Texto selecionado:
::::::
No Ceará já é possível produzir cimento/concreto 100% sustentável, pois o composto não tem cimento e nem materiais naturais, como areia e brita, na sua composição. Eles foram produzidos a partir de pesquisa sobre o uso de restos das atividades das indústrias no município do Pecém, especificamente da termelétrica e da Companhia Siderúrgica do Pecém (SCP).
Quer receber os conteúdos da TrendsCE no seu smartphone?
Acesse o nosso Whatsapp e dê um oi para a gente.
Além de ser sustentável, outra grande vantagem do composto é sua reação mais rápida que a mistura do concreto comum: ganha resistência em três dias, enquanto a mistura normalmente utilizada (cimento, brita, areia e água) leva, no mínimo, sete dias.
A novidade surgiu com alunos do Programa de Pós-Graduação em Engenharia Civil – Estruturas e Construção Civil (PEC) e do programa de Pós-Graduação em Ciência e Engenharia dos Materiais (PPGEM) da Universidade Federal do Ceará (UFC). Eles produziram o produto no laboratório de Materiais de Construção Civil (LMCC).
“Tudo teve início com a produção de cimento álcali-ativado (chamado de geopolimétricos) a partir de resíduos de cinzas da termelétrica do Pecém e das escórias de aciaria da CSP”, explica o professor Eduardo Cabral, chefe do Departamento de Engenharia Estrutural e Construção Civil da UFC.
Cabral, que também é líder do grupo de Pesquisa em Materiais de Construção e Estruturas (GPMATE), considera a produção do cimento e concreto 100% sustentável viável economicamente, embora ainda não saiba precisar o custo do novo composto.
“Por ser uma novidade, algo que acaba de ser desenvolvido por uma pesquisa, o valor deve ser mais elevado do que o produto que existe no mercado, do concreto que é usado no dia a dia. Mas, caso venha a ser produzido em larga escala, os custos caem e, consequentemente, seu preço também”.
Ele afirma que a produção de concretos à base de cimento álcali-ativado fornece ao setor da construção civil um método viável de reciclagem de resíduos e de redução das emissões de gases de efeito estufa. O uso dessa matriz cimentícia pode representar uma economia de 40% a 80% nas emissões de CO2 (dióxido de carbono).
::::::
Dados fornecidos:

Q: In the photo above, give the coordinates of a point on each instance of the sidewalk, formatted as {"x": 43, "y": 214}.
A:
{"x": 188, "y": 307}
::::::
Exercício: Como fica em inglês esta frase do texto sobre o concreto sustentável: "O uso dessa matriz cimentícia pode representar uma economia de 40% a 80% nas emissões de CO2 (dióxido de carbono)."? As linhas apresentadas acima não serão necessárias.

Resposta do exercício: Using this cementitious matrix can represent savings of 40% to 80% in CO2 (carbon dioxide) emissions.